PAGE TEXT:
+===+

Today the French Prime Minister has written a letter to his counterpart in New Zealand, John Key, apologizing for Bastareaud’s actions. Key has termed this an end to the affair and hopefully that is the case, in terms of a public sense, even if it will not be for Bastareaud, who is left to cope with his now damaged career, and possibly also his life.

Today’s development, the intervention of Francois Fillon, most worries me. Bastareaud is one of the few French rugby players who has heritage outside of the country (Guadalupe I believe). This foreign heritage is something which has been seen with many French soccer players but, perhaps for class differences, not in the oval ball game. Would Fillon have intervened if, say, Cedric Heymans was the player involved? Was (if the rumours about the fight are true) Bastareaud made a scapegoat based on his ethnicity? I’m not qualified to discuss the intricacies of French society but to see how this can affect France, watch the Palme D’Or winning The Class from Laurent Cantet. This stunning film engages with the issue in a simple yet philosophical manner, giving an outsider such as myself an insight into everyday life in multi-cultural France.

+===+

DATA SECTION:
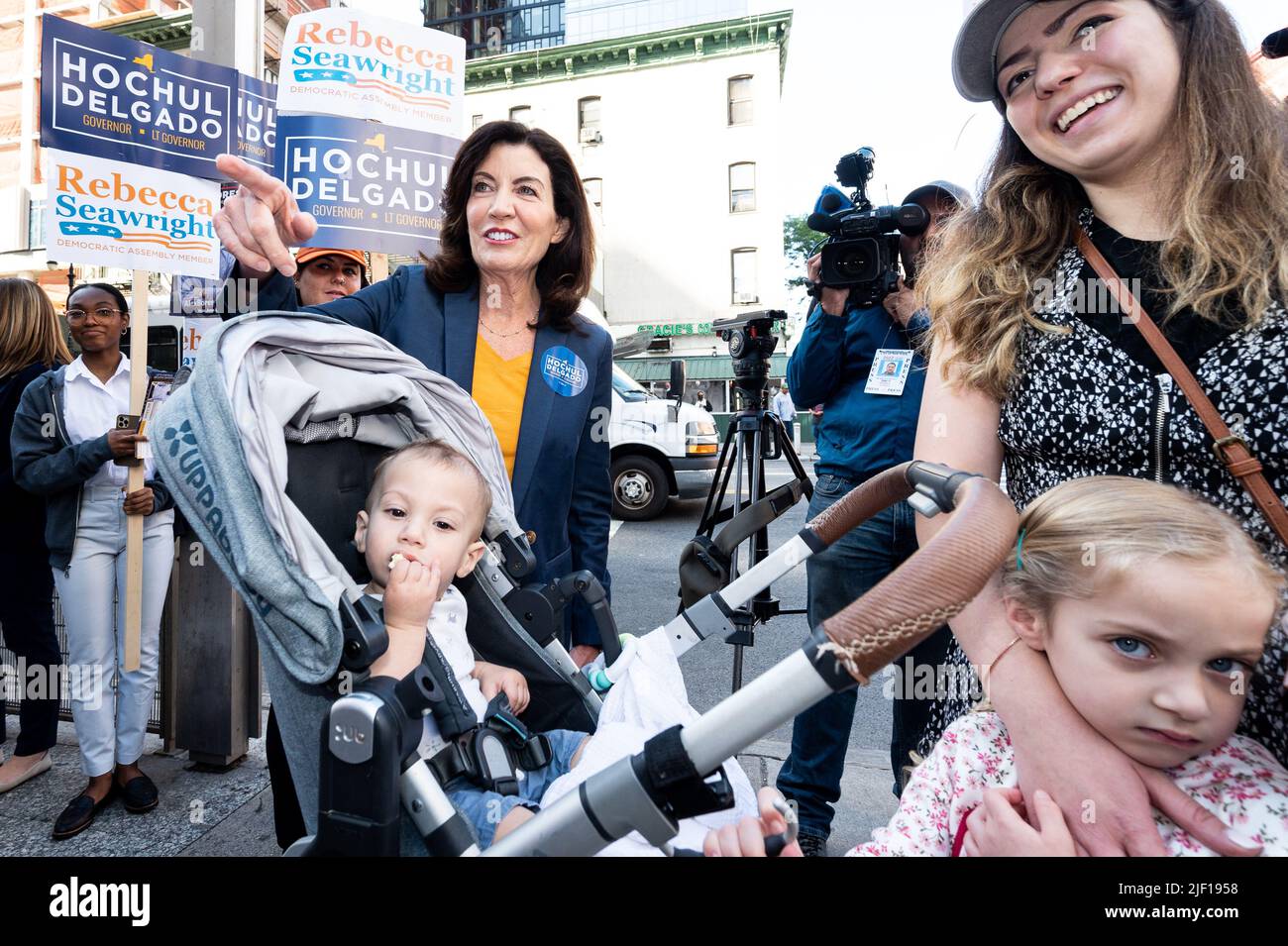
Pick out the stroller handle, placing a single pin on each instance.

+===+

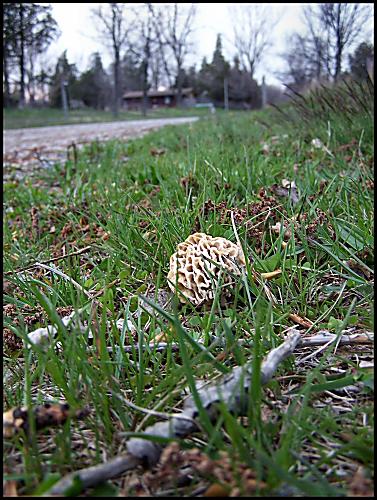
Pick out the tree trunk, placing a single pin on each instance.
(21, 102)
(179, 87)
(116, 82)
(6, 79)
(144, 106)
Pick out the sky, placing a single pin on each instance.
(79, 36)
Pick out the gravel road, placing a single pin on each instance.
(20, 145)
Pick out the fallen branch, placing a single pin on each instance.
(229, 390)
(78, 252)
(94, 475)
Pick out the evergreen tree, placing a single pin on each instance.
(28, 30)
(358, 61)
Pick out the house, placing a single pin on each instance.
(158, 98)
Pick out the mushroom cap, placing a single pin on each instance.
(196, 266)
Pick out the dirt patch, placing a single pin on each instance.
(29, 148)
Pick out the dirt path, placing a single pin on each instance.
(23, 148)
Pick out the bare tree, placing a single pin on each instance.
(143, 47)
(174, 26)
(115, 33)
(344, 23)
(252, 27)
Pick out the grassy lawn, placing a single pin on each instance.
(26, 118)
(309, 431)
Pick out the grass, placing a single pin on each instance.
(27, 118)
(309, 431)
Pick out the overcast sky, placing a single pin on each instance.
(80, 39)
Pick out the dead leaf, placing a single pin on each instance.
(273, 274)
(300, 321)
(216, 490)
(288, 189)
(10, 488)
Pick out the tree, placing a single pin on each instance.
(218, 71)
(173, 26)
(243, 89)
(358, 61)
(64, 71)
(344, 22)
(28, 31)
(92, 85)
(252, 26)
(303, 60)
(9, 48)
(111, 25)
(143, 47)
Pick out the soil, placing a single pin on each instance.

+===+

REQUEST 1: Reproduce verbatim the part of the Bastareaud text that opens with the words containing "Today the French" and closes with "also his life.".
REQUEST 2: List every person mentioned by name in the Bastareaud text.

EXPECTED OUTPUT 1:
Today the French Prime Minister has written a letter to his counterpart in New Zealand, John Key, apologizing for Bastareaud’s actions. Key has termed this an end to the affair and hopefully that is the case, in terms of a public sense, even if it will not be for Bastareaud, who is left to cope with his now damaged career, and possibly also his life.

EXPECTED OUTPUT 2:
John Key
Bastareaud
Francois Fillon
Cedric Heymans
Laurent Cantet